## What you will do
For this exercise, print all of the entries exactly as given.
(Stored data Opens)
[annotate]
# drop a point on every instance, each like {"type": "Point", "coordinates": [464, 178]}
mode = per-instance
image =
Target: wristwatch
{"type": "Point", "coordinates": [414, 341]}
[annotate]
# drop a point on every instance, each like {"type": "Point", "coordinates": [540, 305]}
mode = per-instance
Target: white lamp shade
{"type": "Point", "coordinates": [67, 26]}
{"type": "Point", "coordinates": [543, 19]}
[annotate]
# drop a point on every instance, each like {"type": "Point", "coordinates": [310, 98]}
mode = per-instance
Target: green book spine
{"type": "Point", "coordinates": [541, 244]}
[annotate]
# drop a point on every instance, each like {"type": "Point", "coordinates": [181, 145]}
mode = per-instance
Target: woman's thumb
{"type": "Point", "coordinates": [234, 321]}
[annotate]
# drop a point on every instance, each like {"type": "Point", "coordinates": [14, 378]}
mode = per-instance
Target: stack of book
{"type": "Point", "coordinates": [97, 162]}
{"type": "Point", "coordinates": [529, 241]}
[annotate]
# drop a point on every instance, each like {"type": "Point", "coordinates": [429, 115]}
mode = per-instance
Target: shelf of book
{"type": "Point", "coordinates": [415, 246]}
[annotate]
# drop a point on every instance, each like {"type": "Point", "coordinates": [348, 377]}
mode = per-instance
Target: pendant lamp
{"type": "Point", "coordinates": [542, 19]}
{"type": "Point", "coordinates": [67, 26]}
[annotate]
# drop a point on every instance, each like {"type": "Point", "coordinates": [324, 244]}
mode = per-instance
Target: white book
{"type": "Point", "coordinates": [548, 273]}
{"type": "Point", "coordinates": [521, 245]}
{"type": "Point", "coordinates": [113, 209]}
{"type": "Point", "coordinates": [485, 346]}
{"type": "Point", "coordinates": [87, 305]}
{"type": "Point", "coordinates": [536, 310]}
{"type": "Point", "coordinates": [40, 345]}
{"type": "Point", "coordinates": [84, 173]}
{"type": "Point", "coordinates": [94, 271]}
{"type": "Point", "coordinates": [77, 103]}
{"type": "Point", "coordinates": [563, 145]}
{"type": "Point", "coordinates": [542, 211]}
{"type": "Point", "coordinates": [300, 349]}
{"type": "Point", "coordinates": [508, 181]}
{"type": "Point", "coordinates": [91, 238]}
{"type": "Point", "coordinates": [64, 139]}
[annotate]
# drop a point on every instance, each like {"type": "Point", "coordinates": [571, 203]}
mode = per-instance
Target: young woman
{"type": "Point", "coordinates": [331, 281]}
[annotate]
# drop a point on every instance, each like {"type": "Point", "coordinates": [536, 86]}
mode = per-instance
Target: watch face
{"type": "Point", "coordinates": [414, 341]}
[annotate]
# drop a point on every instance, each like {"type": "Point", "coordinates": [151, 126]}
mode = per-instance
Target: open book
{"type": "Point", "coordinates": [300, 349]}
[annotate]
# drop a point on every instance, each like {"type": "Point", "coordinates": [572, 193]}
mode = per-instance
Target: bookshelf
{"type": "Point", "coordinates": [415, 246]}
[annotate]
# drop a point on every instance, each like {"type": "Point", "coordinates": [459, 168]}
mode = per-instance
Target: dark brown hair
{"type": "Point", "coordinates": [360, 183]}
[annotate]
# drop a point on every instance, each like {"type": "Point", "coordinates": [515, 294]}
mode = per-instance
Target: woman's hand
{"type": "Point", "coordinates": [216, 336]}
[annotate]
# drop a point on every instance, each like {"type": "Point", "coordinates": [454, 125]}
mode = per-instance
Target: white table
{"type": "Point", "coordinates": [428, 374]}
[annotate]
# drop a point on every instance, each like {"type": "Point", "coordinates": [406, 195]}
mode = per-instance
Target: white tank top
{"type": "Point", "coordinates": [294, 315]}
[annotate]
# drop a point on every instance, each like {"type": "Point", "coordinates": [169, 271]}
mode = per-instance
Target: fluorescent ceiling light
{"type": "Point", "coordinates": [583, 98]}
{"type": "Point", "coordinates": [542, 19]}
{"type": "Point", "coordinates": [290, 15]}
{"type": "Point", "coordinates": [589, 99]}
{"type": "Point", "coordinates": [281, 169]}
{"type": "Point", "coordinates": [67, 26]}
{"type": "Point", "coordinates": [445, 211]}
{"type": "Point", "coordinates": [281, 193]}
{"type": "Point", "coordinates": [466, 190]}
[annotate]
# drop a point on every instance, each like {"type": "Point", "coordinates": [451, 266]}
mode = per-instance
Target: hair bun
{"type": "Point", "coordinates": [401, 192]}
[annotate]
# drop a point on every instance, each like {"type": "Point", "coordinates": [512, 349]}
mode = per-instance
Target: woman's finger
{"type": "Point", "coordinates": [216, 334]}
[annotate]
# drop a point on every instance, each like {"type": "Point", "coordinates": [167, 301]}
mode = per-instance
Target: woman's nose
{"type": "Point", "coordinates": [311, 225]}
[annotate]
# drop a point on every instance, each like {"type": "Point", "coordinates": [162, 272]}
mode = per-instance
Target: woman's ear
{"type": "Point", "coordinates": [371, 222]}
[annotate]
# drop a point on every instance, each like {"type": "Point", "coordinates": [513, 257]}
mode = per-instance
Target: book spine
(Stored data Closes)
## Written solution
[annotate]
# drop a point on every instance, each like {"type": "Point", "coordinates": [464, 178]}
mode = per-instance
image =
Target: wristwatch
{"type": "Point", "coordinates": [414, 341]}
[annotate]
# drop a point on every instance, each like {"type": "Point", "coordinates": [540, 305]}
mode = per-instance
Target: white lamp shade
{"type": "Point", "coordinates": [67, 26]}
{"type": "Point", "coordinates": [543, 19]}
[annotate]
# drop a point on every instance, each like {"type": "Point", "coordinates": [310, 98]}
mode = per-instance
Target: green book spine
{"type": "Point", "coordinates": [541, 244]}
[annotate]
# drop a point on every instance, each like {"type": "Point", "coordinates": [181, 145]}
mode = per-instance
Target: woman's thumb
{"type": "Point", "coordinates": [234, 321]}
[annotate]
# drop a point on every instance, each like {"type": "Point", "coordinates": [14, 378]}
mode = per-instance
Target: stack of book
{"type": "Point", "coordinates": [97, 162]}
{"type": "Point", "coordinates": [529, 241]}
[annotate]
# drop a point on every instance, each like {"type": "Point", "coordinates": [429, 115]}
mode = per-instance
Target: shelf of book
{"type": "Point", "coordinates": [415, 246]}
[annotate]
# drop a point on every instance, each like {"type": "Point", "coordinates": [348, 377]}
mode = per-instance
Target: pendant lamp
{"type": "Point", "coordinates": [542, 19]}
{"type": "Point", "coordinates": [67, 26]}
[annotate]
# drop a point on every instance, each like {"type": "Point", "coordinates": [324, 244]}
mode = per-instance
Target: white book
{"type": "Point", "coordinates": [548, 273]}
{"type": "Point", "coordinates": [521, 245]}
{"type": "Point", "coordinates": [113, 209]}
{"type": "Point", "coordinates": [485, 346]}
{"type": "Point", "coordinates": [87, 305]}
{"type": "Point", "coordinates": [536, 310]}
{"type": "Point", "coordinates": [40, 345]}
{"type": "Point", "coordinates": [84, 173]}
{"type": "Point", "coordinates": [94, 271]}
{"type": "Point", "coordinates": [77, 103]}
{"type": "Point", "coordinates": [563, 145]}
{"type": "Point", "coordinates": [542, 211]}
{"type": "Point", "coordinates": [300, 349]}
{"type": "Point", "coordinates": [508, 181]}
{"type": "Point", "coordinates": [91, 238]}
{"type": "Point", "coordinates": [64, 139]}
[annotate]
# drop a point on every instance, each like {"type": "Point", "coordinates": [571, 203]}
mode = per-instance
Target: young woman
{"type": "Point", "coordinates": [331, 281]}
[annotate]
# drop a point on every instance, each like {"type": "Point", "coordinates": [536, 86]}
mode = per-instance
Target: watch face
{"type": "Point", "coordinates": [414, 341]}
[annotate]
# drop a point on every instance, each like {"type": "Point", "coordinates": [151, 126]}
mode = per-instance
Target: open book
{"type": "Point", "coordinates": [300, 349]}
[annotate]
# drop a point on every instance, each like {"type": "Point", "coordinates": [572, 193]}
mode = per-instance
Target: bookshelf
{"type": "Point", "coordinates": [415, 246]}
[annotate]
# drop a point on every instance, each like {"type": "Point", "coordinates": [459, 168]}
mode = per-instance
Target: dark brown hair
{"type": "Point", "coordinates": [360, 183]}
[annotate]
# drop a point on every instance, each like {"type": "Point", "coordinates": [515, 294]}
mode = per-instance
Target: woman's hand
{"type": "Point", "coordinates": [216, 336]}
[annotate]
# drop a point on every instance, each like {"type": "Point", "coordinates": [454, 125]}
mode = per-instance
Target: white table
{"type": "Point", "coordinates": [428, 374]}
[annotate]
# drop a point on every instance, each like {"type": "Point", "coordinates": [406, 195]}
mode = per-instance
Target: white tank top
{"type": "Point", "coordinates": [294, 315]}
[annotate]
# drop a point on every instance, each like {"type": "Point", "coordinates": [169, 271]}
mode = per-instance
Target: fluorescent ceiling light
{"type": "Point", "coordinates": [583, 98]}
{"type": "Point", "coordinates": [542, 19]}
{"type": "Point", "coordinates": [290, 15]}
{"type": "Point", "coordinates": [589, 99]}
{"type": "Point", "coordinates": [281, 169]}
{"type": "Point", "coordinates": [67, 26]}
{"type": "Point", "coordinates": [445, 211]}
{"type": "Point", "coordinates": [281, 193]}
{"type": "Point", "coordinates": [466, 190]}
[annotate]
# drop a point on every instance, each like {"type": "Point", "coordinates": [451, 266]}
mode = per-instance
Target: hair bun
{"type": "Point", "coordinates": [401, 192]}
[annotate]
# drop a point on every instance, each like {"type": "Point", "coordinates": [512, 349]}
mode = per-instance
Target: woman's finger
{"type": "Point", "coordinates": [216, 334]}
[annotate]
# drop a point on every instance, each like {"type": "Point", "coordinates": [167, 301]}
mode = per-instance
Target: woman's nose
{"type": "Point", "coordinates": [311, 225]}
[annotate]
# drop a point on every instance, each like {"type": "Point", "coordinates": [162, 272]}
mode = per-instance
Target: woman's ear
{"type": "Point", "coordinates": [371, 222]}
[annotate]
# drop a point on every instance, each like {"type": "Point", "coordinates": [513, 257]}
mode = per-instance
Target: book spine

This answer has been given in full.